**Text segment:**
Monday, June 12, 2006
The Secret Recipes of the Run Expectancy Matrix
Trying to make some sense out of the Run Expectancy (RE) Matrix, I’ll show you how to Deconstruct and Reconstruct an RE matrix, without play-by-play data.
When you look at this page:
http://www.tangotiger.net/RE9902.html
does it mean anything to you? On the surface, it should at least tell you that this represents the average number of runs that scored from a particular base/out state, from 1999-2002, to the end of the inning. This is an important chart to understand, and represents the core chart to everything from Leverage Index, Win Probability, Linear Weights, and everything in-between. To better appreciate those concepts, you should spend alot of time on the core chart.
The Book also has an entire chapter devoted to Run and Win Expectancy, and the interested reader is recommended to pick up a copy. It also explains in detail how the numbers are derived.
But, is there a shortcut, especially for years with limited data? You bet! And the shortcut I’m about to present is the absolute easiest shortcut with the absolute minimum amount of data. What we are about to do is create an RE chart from the ground-up, using basic logic. Ready?
Runs Scored = number of baserunners time % of baserunners that score plus home runs
which we’ll write as:
R = baserunners * ScoreRate + HR
or
R = br * sr + HR
This is a truism. If you have 10 baserunners in a game, and 30% of them score, and you hit 1 homerun, how many runs scored? Four. 10 x .30 + 1 = 4. Got it? Keep that aside for now.
Also remember the 3,2,1 rule. With 0 outs, you have 3 times more chance of scoring than with 2 outs. With 1 out, you have twice the chance of scoring as with 2 outs. So, if you have, on average, a 30% chance of scoring, you probably have a 45% chance with 0 outs, 30% with 1 out, and 15% with 2 outs. Keep that aside for now, too.

**Supplied records:**

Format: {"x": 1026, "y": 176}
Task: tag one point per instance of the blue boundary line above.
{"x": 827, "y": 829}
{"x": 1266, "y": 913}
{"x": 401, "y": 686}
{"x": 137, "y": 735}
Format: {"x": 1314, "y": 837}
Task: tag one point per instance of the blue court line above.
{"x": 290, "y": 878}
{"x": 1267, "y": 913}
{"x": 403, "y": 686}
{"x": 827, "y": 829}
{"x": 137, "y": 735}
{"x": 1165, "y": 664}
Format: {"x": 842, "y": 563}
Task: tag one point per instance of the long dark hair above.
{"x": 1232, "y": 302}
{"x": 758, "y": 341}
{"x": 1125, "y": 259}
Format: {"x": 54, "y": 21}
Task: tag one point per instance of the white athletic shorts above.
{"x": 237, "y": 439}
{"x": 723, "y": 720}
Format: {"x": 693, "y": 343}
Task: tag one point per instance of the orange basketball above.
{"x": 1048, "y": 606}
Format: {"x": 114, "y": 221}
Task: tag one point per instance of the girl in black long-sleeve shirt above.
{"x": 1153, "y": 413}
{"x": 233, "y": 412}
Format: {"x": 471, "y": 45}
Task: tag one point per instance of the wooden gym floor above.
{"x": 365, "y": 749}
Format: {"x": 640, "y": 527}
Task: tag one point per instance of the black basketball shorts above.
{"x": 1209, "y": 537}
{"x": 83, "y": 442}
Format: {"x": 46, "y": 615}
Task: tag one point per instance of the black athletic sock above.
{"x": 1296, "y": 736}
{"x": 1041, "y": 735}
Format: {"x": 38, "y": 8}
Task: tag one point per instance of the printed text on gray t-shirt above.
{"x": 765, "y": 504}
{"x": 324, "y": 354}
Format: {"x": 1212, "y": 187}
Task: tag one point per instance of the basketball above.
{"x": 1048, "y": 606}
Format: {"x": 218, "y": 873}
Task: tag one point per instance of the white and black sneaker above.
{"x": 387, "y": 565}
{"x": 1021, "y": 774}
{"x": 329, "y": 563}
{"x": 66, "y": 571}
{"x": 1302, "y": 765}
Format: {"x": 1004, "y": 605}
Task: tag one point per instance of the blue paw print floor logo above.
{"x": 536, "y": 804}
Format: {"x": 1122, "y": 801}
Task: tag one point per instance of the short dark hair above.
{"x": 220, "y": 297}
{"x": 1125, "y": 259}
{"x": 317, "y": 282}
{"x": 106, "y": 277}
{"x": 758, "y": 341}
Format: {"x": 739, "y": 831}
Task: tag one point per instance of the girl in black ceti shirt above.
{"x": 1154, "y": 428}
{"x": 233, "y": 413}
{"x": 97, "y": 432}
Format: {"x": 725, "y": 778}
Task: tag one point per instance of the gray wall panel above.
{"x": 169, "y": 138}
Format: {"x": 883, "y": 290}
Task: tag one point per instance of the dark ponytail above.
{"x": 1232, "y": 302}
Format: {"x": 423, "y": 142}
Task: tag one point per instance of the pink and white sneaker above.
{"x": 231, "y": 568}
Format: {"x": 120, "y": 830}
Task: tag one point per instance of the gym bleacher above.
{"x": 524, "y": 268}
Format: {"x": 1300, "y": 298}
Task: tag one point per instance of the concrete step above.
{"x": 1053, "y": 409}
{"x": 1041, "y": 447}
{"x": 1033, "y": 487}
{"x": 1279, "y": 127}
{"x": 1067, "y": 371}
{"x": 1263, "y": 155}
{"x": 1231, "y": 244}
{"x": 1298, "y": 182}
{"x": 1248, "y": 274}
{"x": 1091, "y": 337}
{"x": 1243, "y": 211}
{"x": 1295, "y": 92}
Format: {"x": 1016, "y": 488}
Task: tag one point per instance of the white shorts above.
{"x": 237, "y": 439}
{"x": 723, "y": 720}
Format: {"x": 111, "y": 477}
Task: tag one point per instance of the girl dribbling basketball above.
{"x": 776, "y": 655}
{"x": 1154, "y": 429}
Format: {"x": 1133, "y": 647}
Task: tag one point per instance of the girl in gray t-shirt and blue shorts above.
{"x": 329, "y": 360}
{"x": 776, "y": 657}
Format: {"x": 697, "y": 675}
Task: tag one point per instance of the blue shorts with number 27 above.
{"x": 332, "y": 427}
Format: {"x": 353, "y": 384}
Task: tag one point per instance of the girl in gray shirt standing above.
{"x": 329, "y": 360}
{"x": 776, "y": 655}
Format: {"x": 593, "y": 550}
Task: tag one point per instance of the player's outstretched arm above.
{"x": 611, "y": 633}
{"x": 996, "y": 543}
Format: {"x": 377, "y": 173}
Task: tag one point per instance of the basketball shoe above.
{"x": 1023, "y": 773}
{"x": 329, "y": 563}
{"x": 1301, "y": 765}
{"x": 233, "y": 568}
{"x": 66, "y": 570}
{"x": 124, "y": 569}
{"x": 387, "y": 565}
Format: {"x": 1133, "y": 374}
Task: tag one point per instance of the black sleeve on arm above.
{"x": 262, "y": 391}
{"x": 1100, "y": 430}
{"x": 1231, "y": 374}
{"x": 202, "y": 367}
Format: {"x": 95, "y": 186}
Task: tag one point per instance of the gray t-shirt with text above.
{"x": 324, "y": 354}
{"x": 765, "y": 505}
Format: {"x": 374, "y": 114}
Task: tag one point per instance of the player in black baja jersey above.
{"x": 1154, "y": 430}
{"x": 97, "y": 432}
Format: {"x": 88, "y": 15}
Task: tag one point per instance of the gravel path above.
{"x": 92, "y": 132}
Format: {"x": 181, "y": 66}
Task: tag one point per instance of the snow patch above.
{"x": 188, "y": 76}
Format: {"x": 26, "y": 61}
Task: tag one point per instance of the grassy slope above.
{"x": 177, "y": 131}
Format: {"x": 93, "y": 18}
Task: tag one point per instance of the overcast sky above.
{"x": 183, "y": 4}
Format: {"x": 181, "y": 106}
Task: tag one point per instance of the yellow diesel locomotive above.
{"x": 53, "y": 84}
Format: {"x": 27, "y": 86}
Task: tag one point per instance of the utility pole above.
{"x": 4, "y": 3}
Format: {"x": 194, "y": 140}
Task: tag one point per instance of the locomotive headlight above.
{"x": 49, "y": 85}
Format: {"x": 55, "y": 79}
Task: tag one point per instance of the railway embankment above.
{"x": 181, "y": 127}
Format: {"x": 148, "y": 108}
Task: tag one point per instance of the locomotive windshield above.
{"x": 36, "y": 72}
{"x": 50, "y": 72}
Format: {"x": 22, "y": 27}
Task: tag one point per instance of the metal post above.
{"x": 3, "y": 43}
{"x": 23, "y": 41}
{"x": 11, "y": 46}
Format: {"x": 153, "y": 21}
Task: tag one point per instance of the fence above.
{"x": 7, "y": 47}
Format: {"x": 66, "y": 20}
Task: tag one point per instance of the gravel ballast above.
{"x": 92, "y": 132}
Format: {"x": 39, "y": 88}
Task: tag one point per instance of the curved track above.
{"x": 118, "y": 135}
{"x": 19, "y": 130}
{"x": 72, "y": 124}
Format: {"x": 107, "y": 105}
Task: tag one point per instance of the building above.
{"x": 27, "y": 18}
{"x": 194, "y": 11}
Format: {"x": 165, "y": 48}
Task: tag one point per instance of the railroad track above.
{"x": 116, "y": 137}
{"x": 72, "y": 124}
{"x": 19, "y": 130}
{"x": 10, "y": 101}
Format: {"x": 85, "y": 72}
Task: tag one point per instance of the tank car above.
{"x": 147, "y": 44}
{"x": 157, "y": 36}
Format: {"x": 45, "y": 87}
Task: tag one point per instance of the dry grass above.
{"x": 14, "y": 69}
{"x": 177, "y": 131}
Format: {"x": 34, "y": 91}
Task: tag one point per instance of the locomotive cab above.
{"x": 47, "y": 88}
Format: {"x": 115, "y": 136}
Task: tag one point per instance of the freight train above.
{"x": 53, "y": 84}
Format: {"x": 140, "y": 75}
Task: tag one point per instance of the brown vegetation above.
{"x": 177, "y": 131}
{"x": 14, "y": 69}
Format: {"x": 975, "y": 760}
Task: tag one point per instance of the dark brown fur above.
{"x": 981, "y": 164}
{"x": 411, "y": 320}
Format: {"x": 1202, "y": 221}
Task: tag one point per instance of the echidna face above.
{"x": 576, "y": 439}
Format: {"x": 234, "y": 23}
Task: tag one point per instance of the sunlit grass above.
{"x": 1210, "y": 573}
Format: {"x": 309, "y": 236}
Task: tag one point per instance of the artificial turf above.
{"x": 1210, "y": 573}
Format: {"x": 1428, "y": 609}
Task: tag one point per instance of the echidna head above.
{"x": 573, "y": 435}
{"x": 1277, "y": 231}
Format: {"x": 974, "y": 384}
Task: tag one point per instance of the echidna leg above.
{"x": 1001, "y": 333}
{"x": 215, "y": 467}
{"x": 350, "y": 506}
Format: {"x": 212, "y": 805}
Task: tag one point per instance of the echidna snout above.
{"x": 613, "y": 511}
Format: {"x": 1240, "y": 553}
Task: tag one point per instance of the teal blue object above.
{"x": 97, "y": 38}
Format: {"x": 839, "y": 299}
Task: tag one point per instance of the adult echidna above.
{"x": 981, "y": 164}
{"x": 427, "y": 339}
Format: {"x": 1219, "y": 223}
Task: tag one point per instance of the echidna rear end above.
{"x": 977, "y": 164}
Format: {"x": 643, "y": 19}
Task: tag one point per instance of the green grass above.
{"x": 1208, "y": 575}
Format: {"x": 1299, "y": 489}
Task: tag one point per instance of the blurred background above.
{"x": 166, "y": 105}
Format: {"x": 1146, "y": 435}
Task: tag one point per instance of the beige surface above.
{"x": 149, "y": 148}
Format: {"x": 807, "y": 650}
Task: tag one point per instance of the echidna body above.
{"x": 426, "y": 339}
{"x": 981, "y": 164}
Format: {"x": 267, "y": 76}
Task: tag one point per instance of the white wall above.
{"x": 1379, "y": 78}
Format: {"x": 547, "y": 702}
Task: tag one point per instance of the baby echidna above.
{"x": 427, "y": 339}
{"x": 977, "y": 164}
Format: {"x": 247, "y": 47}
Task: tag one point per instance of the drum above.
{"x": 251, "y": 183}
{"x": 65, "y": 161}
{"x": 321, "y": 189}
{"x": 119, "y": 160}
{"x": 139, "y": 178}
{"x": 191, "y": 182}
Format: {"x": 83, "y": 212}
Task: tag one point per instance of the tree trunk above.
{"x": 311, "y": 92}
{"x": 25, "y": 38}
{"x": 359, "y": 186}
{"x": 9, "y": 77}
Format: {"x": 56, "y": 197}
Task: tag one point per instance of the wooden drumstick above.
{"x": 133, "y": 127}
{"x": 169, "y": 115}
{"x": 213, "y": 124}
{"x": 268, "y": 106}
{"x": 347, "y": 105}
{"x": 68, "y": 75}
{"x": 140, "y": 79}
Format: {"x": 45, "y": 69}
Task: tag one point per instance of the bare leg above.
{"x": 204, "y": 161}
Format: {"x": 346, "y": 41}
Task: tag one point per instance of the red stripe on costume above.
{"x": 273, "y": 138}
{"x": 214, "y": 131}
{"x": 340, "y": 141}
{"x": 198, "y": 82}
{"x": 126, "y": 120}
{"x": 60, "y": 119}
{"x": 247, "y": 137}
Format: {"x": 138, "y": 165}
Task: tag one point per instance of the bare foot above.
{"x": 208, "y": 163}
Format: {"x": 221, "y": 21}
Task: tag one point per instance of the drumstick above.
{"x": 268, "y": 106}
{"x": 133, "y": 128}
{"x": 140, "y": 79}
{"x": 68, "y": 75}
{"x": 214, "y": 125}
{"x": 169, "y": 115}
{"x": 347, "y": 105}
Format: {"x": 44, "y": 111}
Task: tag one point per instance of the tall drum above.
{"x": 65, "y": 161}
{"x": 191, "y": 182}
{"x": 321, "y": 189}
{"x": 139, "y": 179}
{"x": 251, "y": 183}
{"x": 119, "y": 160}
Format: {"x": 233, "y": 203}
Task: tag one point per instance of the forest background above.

**Set tasks:**
1 – Please condense the paragraph of the run expectancy post that begins "Also remember the 3,2,1 rule" into a short list that keeps its main facts.
2 – Tally the lines in the rows that contain the word "wooden", and give only the number.
The rows are unrelated to the run expectancy post.

**Responses to the tasks:**
1 –
- The 3,2,1 rule: the chance of scoring with 0 outs is three times the chance with 2 outs.
- With 1 out, the chance is twice the chance with 2 outs.
- So an average 30% chance of scoring works out to about 45% with 0 outs, 30% with 1 out, and 15% with 2 outs.

2 – 2